PASSAGE SHOWN:
>>

French right-wing parties were mired by infighting Thursday as campaigning intensified for snap elections called by President Emmanuel Macron, but his government faces a more unified challenge from the left.
Coming just two years after he failed to secure a majority in parliament to buttress his second presidential term, Macron's gamble on early polls risks strengthening the far-right National Rally (RN) and has sparked meltdown among traditional conservatives.
Eric Ciotti of the mainstream right Republicans party announced a surprise alliance with the RN this week, which prompted the rest of the leadership team to vote him out Wednesday.
But on Thursday Ciotti insisted he was still party leader, dismissing the effort to oust him as "quibbles, little battles by mediocre people... who understand nothing about what's going on in the country", adding that it was legally void.
"I'm president of the party, I'm going to my office and that's it," Ciotti told reporters as he arrived at Republicans headquarters in Paris, calling his opponents' vote a "takeover" attempt and saying he had challenged its validity in court.

<<

DATA TO EXAMINE:
>>

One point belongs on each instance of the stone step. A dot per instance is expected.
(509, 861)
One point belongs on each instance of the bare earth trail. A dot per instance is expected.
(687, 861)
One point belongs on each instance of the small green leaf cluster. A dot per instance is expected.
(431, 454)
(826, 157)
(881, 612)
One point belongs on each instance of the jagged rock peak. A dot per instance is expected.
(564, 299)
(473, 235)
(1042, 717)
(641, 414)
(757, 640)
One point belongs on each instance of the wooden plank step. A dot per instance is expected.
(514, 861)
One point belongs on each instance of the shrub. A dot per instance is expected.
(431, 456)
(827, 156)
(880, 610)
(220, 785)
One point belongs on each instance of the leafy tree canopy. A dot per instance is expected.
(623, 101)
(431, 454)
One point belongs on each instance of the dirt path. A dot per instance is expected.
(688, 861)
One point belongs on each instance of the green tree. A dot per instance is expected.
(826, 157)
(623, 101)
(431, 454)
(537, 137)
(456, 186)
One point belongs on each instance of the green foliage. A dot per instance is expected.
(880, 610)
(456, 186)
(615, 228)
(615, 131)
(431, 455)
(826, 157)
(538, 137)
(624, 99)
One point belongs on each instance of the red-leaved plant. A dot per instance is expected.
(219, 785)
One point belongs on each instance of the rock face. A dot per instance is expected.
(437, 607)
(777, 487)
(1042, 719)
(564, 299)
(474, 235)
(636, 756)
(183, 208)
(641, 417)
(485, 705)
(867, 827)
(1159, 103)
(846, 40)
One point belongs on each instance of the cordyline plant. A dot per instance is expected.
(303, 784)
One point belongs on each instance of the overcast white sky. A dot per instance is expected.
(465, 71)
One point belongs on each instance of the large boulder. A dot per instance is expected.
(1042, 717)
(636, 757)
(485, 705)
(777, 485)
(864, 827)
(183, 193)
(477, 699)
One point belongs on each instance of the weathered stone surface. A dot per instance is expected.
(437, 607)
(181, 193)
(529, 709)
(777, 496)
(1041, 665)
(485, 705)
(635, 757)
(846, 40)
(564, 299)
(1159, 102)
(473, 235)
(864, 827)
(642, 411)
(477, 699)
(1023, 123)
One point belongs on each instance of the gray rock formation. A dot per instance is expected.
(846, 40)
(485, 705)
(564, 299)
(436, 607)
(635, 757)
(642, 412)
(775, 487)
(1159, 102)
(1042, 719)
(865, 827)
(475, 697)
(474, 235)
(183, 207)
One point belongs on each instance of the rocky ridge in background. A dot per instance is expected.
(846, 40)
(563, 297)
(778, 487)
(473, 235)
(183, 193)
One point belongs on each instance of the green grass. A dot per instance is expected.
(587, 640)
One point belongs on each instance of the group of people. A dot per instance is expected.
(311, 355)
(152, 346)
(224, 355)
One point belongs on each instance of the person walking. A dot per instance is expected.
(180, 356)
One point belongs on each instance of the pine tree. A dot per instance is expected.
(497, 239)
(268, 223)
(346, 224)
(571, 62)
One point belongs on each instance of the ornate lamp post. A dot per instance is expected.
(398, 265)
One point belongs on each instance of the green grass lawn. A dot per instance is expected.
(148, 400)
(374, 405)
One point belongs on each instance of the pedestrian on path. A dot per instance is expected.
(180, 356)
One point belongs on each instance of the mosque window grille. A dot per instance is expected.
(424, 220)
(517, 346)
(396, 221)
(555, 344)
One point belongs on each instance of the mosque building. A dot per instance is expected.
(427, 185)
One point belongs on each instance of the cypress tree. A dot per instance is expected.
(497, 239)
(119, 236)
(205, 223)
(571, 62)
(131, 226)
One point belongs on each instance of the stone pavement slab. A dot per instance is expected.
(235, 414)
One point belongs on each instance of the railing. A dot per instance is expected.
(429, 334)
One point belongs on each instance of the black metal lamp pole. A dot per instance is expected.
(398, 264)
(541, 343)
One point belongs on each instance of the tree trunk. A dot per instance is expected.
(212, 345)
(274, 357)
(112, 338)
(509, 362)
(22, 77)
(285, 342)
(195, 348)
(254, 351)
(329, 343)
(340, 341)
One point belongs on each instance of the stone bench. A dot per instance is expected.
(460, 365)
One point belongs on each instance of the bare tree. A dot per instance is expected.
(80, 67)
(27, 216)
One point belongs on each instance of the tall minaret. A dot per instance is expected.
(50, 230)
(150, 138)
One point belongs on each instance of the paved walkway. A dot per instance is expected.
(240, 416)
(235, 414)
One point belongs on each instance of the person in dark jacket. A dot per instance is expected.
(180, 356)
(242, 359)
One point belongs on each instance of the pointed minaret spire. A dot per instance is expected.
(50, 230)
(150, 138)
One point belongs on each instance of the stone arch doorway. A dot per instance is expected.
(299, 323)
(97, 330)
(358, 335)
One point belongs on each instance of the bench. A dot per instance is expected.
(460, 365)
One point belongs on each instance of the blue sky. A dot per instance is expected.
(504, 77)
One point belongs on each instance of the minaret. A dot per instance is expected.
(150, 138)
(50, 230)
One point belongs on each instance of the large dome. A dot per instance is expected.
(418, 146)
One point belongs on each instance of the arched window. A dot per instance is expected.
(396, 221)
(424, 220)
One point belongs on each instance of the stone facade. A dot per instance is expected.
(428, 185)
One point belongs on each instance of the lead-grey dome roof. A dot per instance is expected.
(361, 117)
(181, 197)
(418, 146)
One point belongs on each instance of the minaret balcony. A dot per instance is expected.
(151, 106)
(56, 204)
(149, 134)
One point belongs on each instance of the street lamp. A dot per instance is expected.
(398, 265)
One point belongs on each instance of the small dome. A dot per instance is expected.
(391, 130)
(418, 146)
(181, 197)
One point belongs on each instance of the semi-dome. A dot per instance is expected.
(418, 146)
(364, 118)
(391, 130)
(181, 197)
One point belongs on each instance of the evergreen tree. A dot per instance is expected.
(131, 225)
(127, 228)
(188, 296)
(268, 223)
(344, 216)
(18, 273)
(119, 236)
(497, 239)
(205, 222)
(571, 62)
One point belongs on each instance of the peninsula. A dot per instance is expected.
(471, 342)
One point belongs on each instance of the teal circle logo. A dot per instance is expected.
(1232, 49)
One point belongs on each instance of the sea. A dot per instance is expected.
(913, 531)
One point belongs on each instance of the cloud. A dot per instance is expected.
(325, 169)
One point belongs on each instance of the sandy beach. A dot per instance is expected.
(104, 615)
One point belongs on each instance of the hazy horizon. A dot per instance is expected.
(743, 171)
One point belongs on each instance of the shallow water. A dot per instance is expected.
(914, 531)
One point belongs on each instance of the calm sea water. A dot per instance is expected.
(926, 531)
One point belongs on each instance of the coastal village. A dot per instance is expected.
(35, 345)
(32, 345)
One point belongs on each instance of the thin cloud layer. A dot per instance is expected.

<<

TASK REQUIREMENTS:
**A)** According to the article on France's snap elections, which Republicans figure announced a surprise alliance with the National Rally this week?
**B)** Set down the part of the article on France's snap elections from "Coming just two" up to and including "him out Wednesday.", word for word.
**C)** Resume the article on France's snap elections from where it stops.

ANSWERS PROVIDED:
**A)** Eric Ciotti

**B)**
Coming just two years after he failed to secure a majority in parliament to buttress his second presidential term, Macron's gamble on early polls risks strengthening the far-right National Rally (RN) and has sparked meltdown among traditional conservatives.
Eric Ciotti of the mainstream right Republicans party announced a surprise alliance with the RN this week, which prompted the rest of the leadership team to vote him out Wednesday.

**C)**
Viral images spread on social media the day before of Paris region president Valerie Pecresse rolling up her sleeves as she approached Republicans party headquarters -- closed by Ciotti in an apparent bid to prevent the political committee meeting from going ahead.
The lightning election campaign, with the first round of voting on June 30, has also shattered the RN's smaller far-right rival Reconquest over whether to ally with the heavyweight formation.
Marion Marechal, who led the list of Reconquest in Sunday's European vote, called for an alliance with the RN -- whose figurehead Marine Le Pen is her aunt.
"She's reached the end of the road, she's shutting herself out of this party that she's always despised," Reconquest founder Eric Zemmour said late Wednesday.
While smaller outfits fight amongst themselves, Le Pen's RN appears set to cruise to a massively increased parliamentary presence from its current 88 out of 577 seats.
The party "will come out on top of the election with the largest parliamentary group but short of an absolute majority," University College London political scientist Philippe Marliere predicted.
Prime Minister Gabriel Attal told broadcaster France Inter Thursday that voters stood before a "societal choice".
Besides the "extreme left" and "far right", Macron's centrist camp offered a "progressive, pro-work, democratic, republican" alternative, he said.
Attal spent much of his time attacking the left, after Socialists, Communists, Greens and hard-left France Unbowed (LFI) reestablished an alliance that broke apart over the response to Hamas's October 7 attack on Israel and the ensuing Gaza conflict.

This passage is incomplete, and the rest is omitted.